▶ _THE INPUT_:
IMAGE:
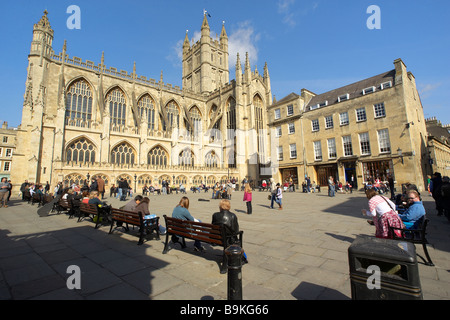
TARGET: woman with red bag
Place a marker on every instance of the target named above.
(382, 211)
(248, 197)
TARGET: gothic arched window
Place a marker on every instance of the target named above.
(173, 115)
(196, 119)
(82, 150)
(231, 118)
(258, 104)
(157, 157)
(211, 160)
(79, 104)
(117, 106)
(123, 154)
(146, 107)
(186, 158)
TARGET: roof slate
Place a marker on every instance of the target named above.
(354, 90)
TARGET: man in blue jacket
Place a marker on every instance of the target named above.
(416, 211)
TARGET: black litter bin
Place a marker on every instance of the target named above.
(396, 262)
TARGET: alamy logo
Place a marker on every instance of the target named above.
(74, 280)
(374, 21)
(373, 282)
(74, 21)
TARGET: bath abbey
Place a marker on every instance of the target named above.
(82, 119)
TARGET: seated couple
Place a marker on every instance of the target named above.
(383, 213)
(141, 204)
(224, 217)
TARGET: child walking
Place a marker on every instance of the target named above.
(248, 197)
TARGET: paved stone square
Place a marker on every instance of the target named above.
(300, 252)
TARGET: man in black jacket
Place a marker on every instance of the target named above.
(435, 188)
(229, 221)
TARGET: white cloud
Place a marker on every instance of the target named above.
(285, 9)
(290, 12)
(242, 40)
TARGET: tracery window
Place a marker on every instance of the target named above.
(215, 130)
(197, 180)
(258, 103)
(180, 180)
(173, 115)
(157, 157)
(231, 118)
(79, 104)
(211, 160)
(123, 154)
(117, 107)
(82, 150)
(186, 158)
(146, 107)
(196, 120)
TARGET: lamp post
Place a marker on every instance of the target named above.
(400, 154)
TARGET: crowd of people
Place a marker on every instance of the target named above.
(405, 210)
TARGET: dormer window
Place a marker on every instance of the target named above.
(323, 104)
(290, 110)
(368, 90)
(385, 85)
(343, 97)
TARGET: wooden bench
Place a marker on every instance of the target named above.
(416, 236)
(146, 227)
(204, 232)
(27, 196)
(63, 205)
(92, 211)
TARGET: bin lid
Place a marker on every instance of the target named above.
(387, 249)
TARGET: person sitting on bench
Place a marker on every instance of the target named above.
(229, 221)
(414, 214)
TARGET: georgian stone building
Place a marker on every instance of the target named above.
(81, 119)
(369, 129)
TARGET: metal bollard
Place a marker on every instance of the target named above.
(234, 257)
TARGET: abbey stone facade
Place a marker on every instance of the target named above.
(82, 119)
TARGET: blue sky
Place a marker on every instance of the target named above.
(319, 45)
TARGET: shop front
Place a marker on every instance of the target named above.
(289, 173)
(324, 172)
(381, 169)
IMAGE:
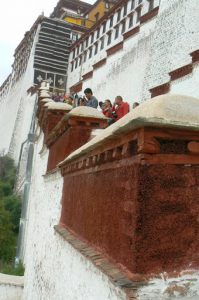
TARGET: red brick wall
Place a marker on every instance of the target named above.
(143, 217)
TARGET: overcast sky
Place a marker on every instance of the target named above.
(17, 16)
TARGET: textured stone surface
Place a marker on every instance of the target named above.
(163, 111)
(54, 270)
(11, 287)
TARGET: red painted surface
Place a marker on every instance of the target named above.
(143, 217)
(71, 140)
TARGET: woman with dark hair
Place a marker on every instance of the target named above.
(107, 111)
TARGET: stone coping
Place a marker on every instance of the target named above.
(170, 111)
(11, 280)
(87, 112)
(45, 100)
(58, 106)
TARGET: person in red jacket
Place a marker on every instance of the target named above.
(120, 108)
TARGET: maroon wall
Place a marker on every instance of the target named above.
(143, 217)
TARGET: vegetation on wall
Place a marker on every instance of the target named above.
(10, 211)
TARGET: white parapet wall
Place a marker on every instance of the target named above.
(11, 287)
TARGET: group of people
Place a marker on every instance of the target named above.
(113, 112)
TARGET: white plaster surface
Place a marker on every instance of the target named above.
(11, 287)
(55, 270)
(16, 111)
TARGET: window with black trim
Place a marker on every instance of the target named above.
(111, 21)
(116, 31)
(90, 52)
(131, 20)
(104, 27)
(96, 17)
(151, 4)
(102, 43)
(109, 38)
(132, 4)
(96, 48)
(92, 37)
(125, 10)
(123, 26)
(72, 66)
(138, 10)
(80, 60)
(118, 15)
(98, 33)
(85, 56)
(76, 63)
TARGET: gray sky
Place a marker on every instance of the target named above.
(17, 16)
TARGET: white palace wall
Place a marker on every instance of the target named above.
(55, 270)
(17, 111)
(123, 74)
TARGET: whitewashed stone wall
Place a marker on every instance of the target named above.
(176, 36)
(16, 110)
(123, 74)
(55, 270)
(11, 287)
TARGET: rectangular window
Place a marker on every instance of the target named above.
(109, 38)
(151, 5)
(98, 33)
(72, 66)
(77, 50)
(125, 10)
(116, 31)
(85, 56)
(102, 43)
(131, 20)
(111, 21)
(92, 38)
(80, 60)
(96, 17)
(76, 63)
(123, 26)
(118, 15)
(104, 27)
(138, 15)
(132, 4)
(107, 5)
(90, 52)
(96, 48)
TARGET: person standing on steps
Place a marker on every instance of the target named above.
(91, 100)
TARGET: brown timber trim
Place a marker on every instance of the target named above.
(76, 88)
(87, 75)
(160, 90)
(131, 32)
(181, 72)
(115, 49)
(99, 64)
(119, 278)
(195, 56)
(151, 14)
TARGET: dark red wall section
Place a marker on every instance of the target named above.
(143, 217)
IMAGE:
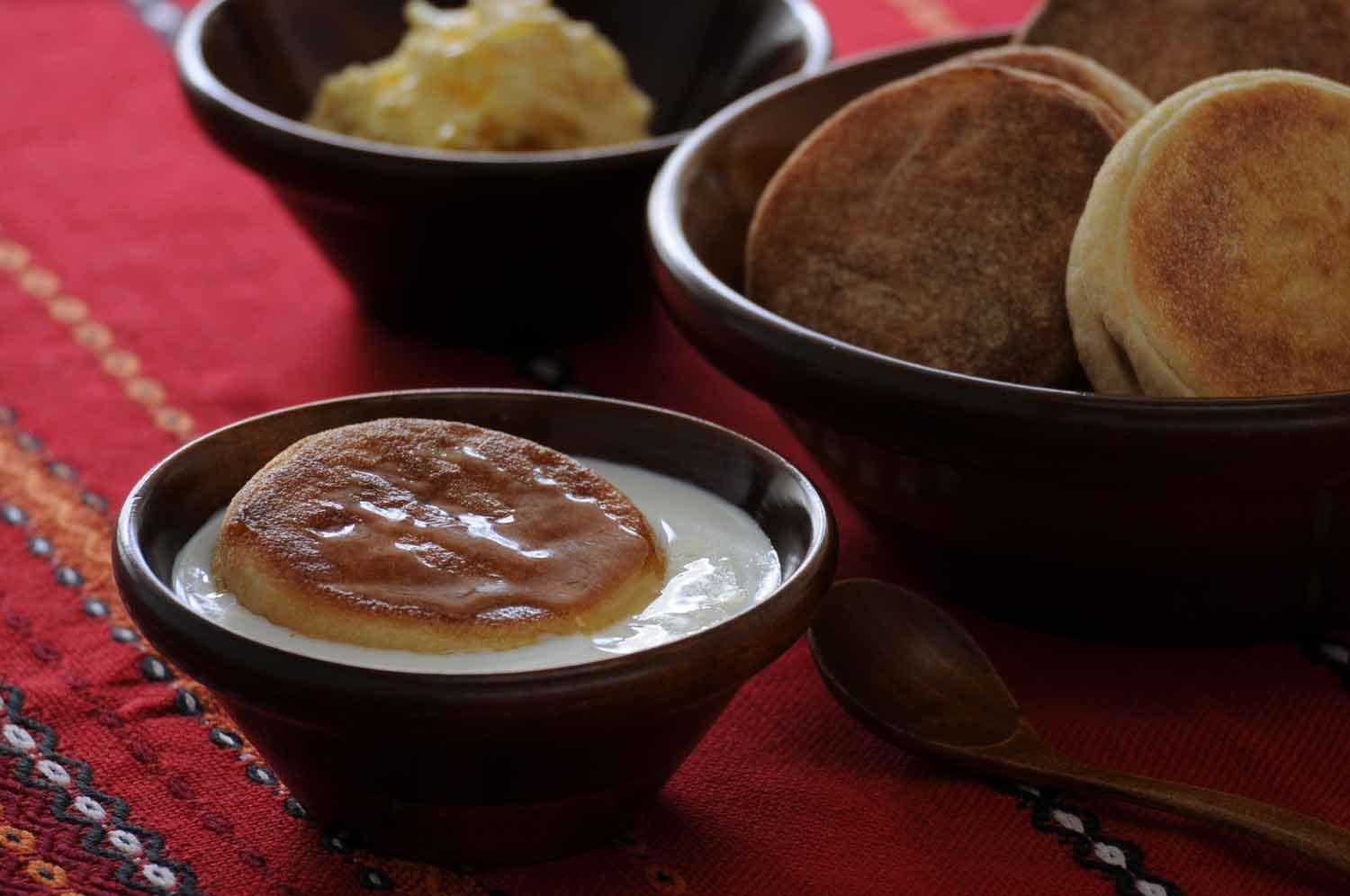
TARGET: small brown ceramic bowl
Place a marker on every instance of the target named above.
(497, 768)
(1201, 496)
(475, 247)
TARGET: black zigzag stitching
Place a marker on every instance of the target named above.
(1117, 860)
(115, 810)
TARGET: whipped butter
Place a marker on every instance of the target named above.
(496, 75)
(718, 564)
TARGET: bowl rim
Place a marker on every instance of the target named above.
(132, 566)
(197, 77)
(879, 372)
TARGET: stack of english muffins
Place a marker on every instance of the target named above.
(1028, 215)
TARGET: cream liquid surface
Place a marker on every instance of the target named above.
(718, 563)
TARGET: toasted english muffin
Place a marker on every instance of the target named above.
(434, 536)
(932, 218)
(1066, 65)
(1161, 46)
(1214, 253)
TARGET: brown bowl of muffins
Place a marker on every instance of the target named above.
(472, 625)
(1050, 334)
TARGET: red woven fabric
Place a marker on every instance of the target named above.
(148, 288)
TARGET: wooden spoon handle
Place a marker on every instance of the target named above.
(1280, 826)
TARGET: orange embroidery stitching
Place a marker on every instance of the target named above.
(40, 871)
(931, 16)
(83, 537)
(661, 876)
(119, 363)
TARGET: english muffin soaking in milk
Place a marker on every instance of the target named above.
(439, 547)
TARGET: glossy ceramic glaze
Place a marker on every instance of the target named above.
(478, 768)
(475, 247)
(1068, 488)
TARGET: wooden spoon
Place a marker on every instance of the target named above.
(914, 676)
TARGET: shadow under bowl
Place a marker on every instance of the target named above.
(499, 248)
(500, 768)
(1084, 512)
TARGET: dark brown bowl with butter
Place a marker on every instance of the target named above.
(472, 246)
(1103, 515)
(504, 766)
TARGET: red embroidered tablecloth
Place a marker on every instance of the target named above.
(150, 289)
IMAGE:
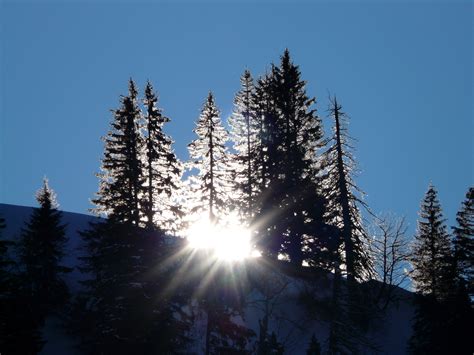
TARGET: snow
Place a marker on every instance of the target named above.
(289, 320)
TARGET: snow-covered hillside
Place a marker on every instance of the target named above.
(285, 291)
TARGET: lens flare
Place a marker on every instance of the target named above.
(228, 241)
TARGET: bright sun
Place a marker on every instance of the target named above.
(230, 242)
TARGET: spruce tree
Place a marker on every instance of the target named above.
(20, 328)
(464, 243)
(290, 133)
(209, 155)
(343, 198)
(314, 347)
(443, 310)
(348, 247)
(162, 170)
(41, 249)
(124, 259)
(121, 179)
(431, 256)
(244, 130)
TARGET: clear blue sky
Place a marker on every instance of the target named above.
(403, 71)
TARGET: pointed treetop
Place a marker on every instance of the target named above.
(45, 196)
(132, 88)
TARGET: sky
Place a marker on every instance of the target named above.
(403, 71)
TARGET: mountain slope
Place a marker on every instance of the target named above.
(290, 320)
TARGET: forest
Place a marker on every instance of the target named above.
(177, 243)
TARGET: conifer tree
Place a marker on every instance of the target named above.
(209, 156)
(121, 289)
(121, 180)
(244, 129)
(343, 198)
(314, 347)
(289, 134)
(464, 243)
(20, 331)
(443, 309)
(431, 256)
(41, 250)
(162, 170)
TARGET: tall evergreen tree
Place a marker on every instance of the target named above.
(289, 134)
(314, 347)
(464, 243)
(121, 179)
(343, 198)
(123, 259)
(209, 156)
(41, 250)
(431, 256)
(244, 129)
(444, 312)
(162, 170)
(20, 326)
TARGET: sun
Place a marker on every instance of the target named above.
(228, 240)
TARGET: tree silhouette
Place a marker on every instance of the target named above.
(121, 179)
(162, 170)
(209, 156)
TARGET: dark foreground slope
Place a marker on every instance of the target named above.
(294, 297)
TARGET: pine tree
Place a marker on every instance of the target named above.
(162, 170)
(443, 309)
(209, 156)
(121, 180)
(431, 256)
(244, 129)
(350, 250)
(343, 198)
(19, 325)
(314, 347)
(41, 250)
(121, 289)
(290, 133)
(464, 243)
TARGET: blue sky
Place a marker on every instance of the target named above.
(403, 72)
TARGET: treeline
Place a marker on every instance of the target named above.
(287, 182)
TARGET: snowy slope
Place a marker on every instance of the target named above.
(291, 322)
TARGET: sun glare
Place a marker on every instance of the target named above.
(229, 241)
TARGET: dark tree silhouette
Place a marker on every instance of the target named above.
(290, 132)
(432, 251)
(464, 243)
(41, 249)
(244, 130)
(343, 196)
(121, 179)
(209, 156)
(314, 347)
(444, 312)
(162, 170)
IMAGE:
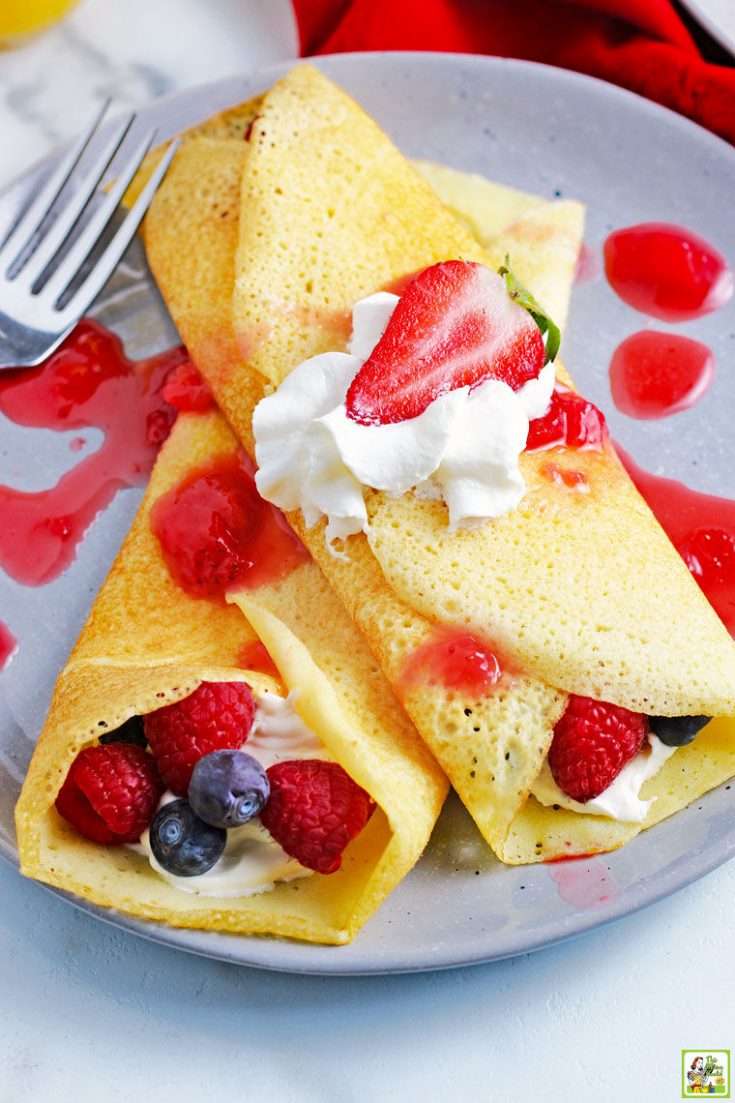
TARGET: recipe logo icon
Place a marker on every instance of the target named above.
(705, 1072)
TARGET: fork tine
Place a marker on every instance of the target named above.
(31, 218)
(89, 236)
(70, 213)
(108, 260)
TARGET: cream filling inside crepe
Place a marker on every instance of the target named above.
(464, 448)
(253, 861)
(619, 801)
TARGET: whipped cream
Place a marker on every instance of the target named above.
(252, 860)
(619, 801)
(464, 448)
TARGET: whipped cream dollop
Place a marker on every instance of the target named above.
(464, 448)
(619, 801)
(252, 860)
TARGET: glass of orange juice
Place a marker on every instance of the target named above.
(21, 18)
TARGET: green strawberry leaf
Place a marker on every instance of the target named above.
(523, 297)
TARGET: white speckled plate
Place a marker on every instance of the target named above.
(543, 130)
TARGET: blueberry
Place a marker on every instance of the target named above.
(677, 730)
(131, 731)
(182, 843)
(228, 788)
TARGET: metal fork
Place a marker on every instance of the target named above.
(38, 303)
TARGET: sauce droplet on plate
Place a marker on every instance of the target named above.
(86, 382)
(456, 660)
(584, 881)
(701, 527)
(8, 645)
(654, 374)
(667, 271)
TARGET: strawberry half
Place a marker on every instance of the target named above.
(455, 325)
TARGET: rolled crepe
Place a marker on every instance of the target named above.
(147, 643)
(581, 592)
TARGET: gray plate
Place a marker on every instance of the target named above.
(543, 130)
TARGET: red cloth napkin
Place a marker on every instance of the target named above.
(640, 44)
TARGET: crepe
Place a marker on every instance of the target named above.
(582, 593)
(147, 643)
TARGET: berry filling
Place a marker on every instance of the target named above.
(110, 793)
(298, 814)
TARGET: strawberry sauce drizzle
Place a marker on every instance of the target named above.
(656, 374)
(456, 660)
(564, 477)
(571, 421)
(217, 534)
(8, 645)
(587, 886)
(87, 382)
(701, 527)
(667, 271)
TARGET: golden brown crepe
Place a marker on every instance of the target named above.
(581, 592)
(147, 643)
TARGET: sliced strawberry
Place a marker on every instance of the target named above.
(455, 325)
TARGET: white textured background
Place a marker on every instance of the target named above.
(91, 1014)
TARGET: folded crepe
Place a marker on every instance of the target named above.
(582, 593)
(147, 643)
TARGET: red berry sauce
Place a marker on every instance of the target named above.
(219, 535)
(571, 421)
(573, 480)
(456, 660)
(667, 271)
(8, 645)
(656, 374)
(87, 382)
(701, 527)
(588, 885)
(187, 391)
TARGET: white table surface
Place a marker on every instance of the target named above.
(88, 1013)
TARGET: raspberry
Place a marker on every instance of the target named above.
(187, 391)
(205, 525)
(216, 716)
(313, 811)
(110, 793)
(592, 742)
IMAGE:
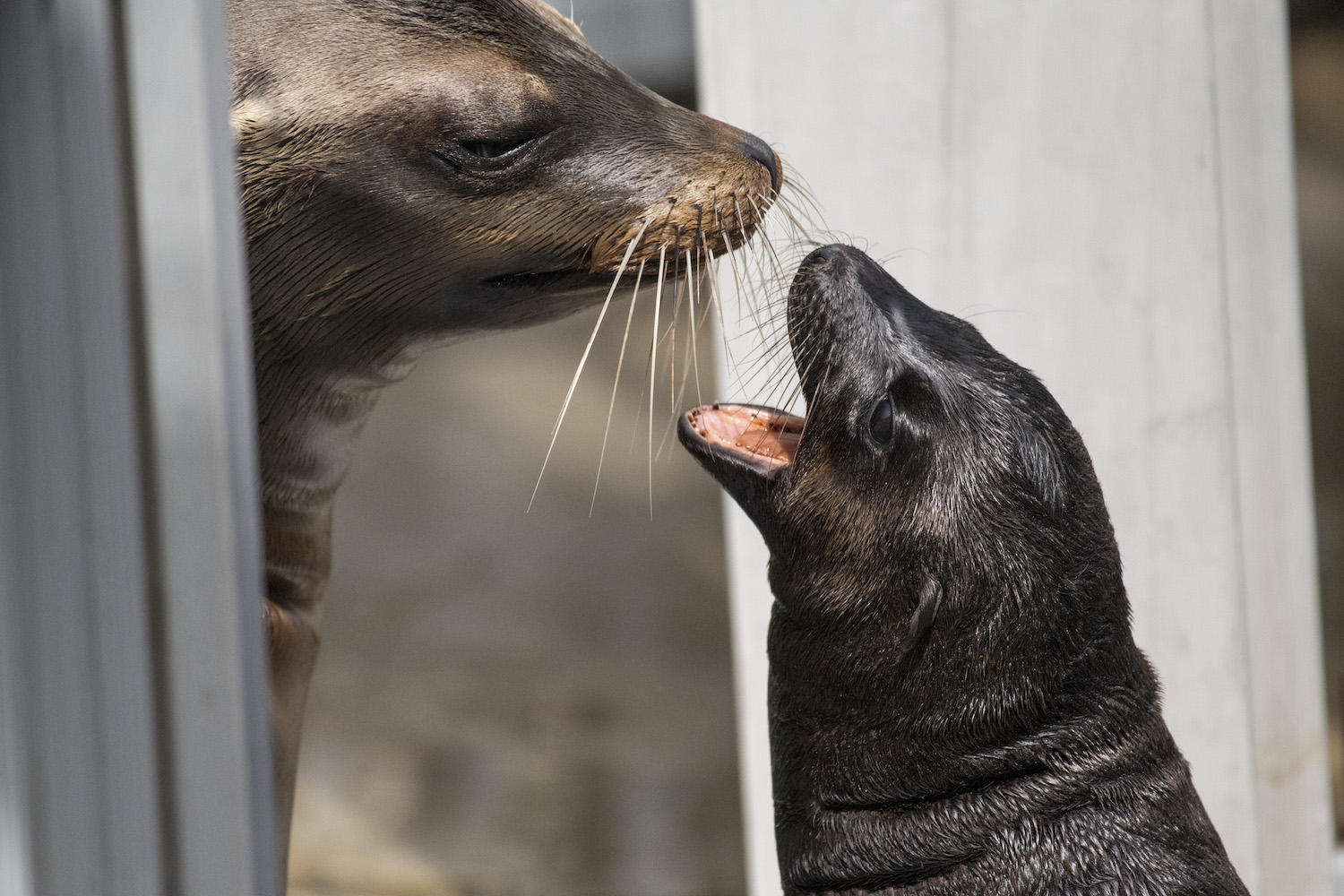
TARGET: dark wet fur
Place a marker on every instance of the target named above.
(956, 702)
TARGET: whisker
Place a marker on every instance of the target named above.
(574, 383)
(616, 384)
(653, 362)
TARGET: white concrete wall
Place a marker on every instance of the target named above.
(1107, 191)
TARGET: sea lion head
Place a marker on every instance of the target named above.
(427, 166)
(935, 527)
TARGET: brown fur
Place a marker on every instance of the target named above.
(375, 228)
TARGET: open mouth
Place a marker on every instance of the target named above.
(762, 438)
(573, 280)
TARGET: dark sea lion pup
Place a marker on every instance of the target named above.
(417, 171)
(956, 702)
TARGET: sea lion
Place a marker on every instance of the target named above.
(956, 700)
(416, 171)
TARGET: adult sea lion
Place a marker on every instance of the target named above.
(421, 169)
(956, 700)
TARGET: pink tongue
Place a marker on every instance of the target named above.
(768, 435)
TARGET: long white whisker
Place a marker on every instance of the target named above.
(574, 383)
(653, 362)
(616, 384)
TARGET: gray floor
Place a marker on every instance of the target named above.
(1319, 108)
(510, 702)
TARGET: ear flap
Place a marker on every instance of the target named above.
(930, 598)
(1042, 470)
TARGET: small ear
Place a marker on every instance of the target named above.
(930, 598)
(1038, 461)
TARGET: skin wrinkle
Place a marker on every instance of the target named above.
(1015, 745)
(416, 171)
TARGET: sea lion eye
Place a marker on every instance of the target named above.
(492, 148)
(882, 424)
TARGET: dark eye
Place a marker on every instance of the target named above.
(882, 424)
(494, 148)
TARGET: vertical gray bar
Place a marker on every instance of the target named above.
(134, 745)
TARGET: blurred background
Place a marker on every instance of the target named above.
(515, 702)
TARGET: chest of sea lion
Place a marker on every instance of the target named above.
(414, 171)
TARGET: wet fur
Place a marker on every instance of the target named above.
(956, 702)
(374, 231)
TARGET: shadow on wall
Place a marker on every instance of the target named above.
(513, 702)
(1319, 115)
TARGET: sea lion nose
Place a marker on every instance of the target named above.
(760, 151)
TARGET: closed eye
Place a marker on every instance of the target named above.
(494, 148)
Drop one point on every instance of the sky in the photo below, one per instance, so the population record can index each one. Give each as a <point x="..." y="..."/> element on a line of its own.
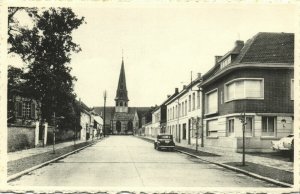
<point x="162" y="44"/>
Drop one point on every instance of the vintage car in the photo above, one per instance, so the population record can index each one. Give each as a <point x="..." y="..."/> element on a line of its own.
<point x="284" y="144"/>
<point x="164" y="142"/>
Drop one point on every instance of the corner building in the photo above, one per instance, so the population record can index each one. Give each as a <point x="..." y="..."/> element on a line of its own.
<point x="255" y="79"/>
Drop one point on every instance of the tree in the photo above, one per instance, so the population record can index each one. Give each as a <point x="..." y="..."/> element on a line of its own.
<point x="47" y="47"/>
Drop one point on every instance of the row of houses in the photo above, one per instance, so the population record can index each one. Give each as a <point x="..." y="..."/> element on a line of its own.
<point x="252" y="84"/>
<point x="25" y="129"/>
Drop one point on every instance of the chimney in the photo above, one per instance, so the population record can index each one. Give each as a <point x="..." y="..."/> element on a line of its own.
<point x="217" y="58"/>
<point x="199" y="75"/>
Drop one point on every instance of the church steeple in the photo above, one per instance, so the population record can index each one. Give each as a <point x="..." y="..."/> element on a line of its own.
<point x="121" y="96"/>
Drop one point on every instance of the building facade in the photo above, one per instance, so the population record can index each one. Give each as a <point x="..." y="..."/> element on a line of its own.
<point x="121" y="119"/>
<point x="253" y="83"/>
<point x="182" y="112"/>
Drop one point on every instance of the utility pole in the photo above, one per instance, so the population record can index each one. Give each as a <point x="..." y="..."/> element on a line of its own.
<point x="104" y="129"/>
<point x="244" y="122"/>
<point x="54" y="129"/>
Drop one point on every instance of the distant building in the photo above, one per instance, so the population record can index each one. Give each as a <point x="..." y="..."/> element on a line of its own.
<point x="121" y="119"/>
<point x="184" y="108"/>
<point x="255" y="79"/>
<point x="22" y="109"/>
<point x="85" y="121"/>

▶ _GOAL OF THE EXERCISE_: Take the lines of the material above from the first through the one containing "TARGET: man in blue jacket", both included, and print them exactly without the pictures.

▶ _RESULT OF THE EXERCISE_:
IMAGE:
TARGET: woman with red bag
Place a marker on every instance of the target named above.
(382, 211)
(248, 197)
TARGET: gothic arched window
Place a marker on every instance of the target named above.
(173, 115)
(196, 119)
(82, 150)
(231, 118)
(258, 104)
(157, 157)
(211, 160)
(79, 104)
(117, 106)
(123, 154)
(146, 107)
(186, 158)
TARGET: roof slate
Place a marker on every instance of the target named above.
(354, 90)
TARGET: man in blue jacket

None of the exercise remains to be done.